**Fragment strony**:
____
Kobiety ze skomplikowanymi życiorysami to stały element twórczości Nory Fingscheidt. Po agresywnej dziewięciolatce oraz odrzuconej przez społeczność byłej osadzonej, przyszła pora na alkoholiczkę. Pierwsze pokazy „The Outrun” z Saoirse Ronan w roli głównej odbyły się podczas tegorocznego festiwalu Nowe Horyzonty. Sprawdźcie czy podzielam entuzjazm, który pojawił się wokół filmu po festiwalu Sundance.
„The Outrun” opowiada historię Rony, która po odwyku powraca do rodzinnej wioski i stawia czoła swojej trudnej przeszłości. Jej alkoholowe wybryki odbiły się głośnym echem na najbliższych a powrót nie jest taki łatwy. Rona szuka swojego miejsca, w którym będzie mogła zapomnieć o pociągu do alkoholu ale jednocześnie znaleźć swój życiowy cel i kierunek. To film o wzlotach i upadkach podczas walki z nałogiem a także o tym dlaczego chorych ciągnie do picia mimo z góry znanych konsekwencji.
____
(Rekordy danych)
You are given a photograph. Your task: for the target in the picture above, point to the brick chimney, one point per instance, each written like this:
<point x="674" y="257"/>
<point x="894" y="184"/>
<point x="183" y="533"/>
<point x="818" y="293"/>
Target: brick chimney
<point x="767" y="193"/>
____
**Zadania do wykonania**:
a: Wymień wszystkie imiona i nazwiska osób, w tym postaci filmowych, które padają w tekście o filmie „The Outrun”.
b: Przepisz słowo w słowo fragment tekstu o filmie „The Outrun” od słów „Kobiety ze skomplikowanymi” do słów „góry znanych konsekwencji.”.

**Odpowiedzi do zadań**:
a: Nora Fingscheidt, Saoirse Ronan, Rona

b:
Kobiety ze skomplikowanymi życiorysami to stały element twórczości Nory Fingscheidt. Po agresywnej dziewięciolatce oraz odrzuconej przez społeczność byłej osadzonej, przyszła pora na alkoholiczkę. Pierwsze pokazy „The Outrun” z Saoirse Ronan w roli głównej odbyły się podczas tegorocznego festiwalu Nowe Horyzonty. Sprawdźcie czy podzielam entuzjazm, który pojawił się wokół filmu po festiwalu Sundance.
„The Outrun” opowiada historię Rony, która po odwyku powraca do rodzinnej wioski i stawia czoła swojej trudnej przeszłości. Jej alkoholowe wybryki odbiły się głośnym echem na najbliższych a powrót nie jest taki łatwy. Rona szuka swojego miejsca, w którym będzie mogła zapomnieć o pociągu do alkoholu ale jednocześnie znaleźć swój życiowy cel i kierunek. To film o wzlotach i upadkach podczas walki z nałogiem a także o tym dlaczego chorych ciągnie do picia mimo z góry znanych konsekwencji.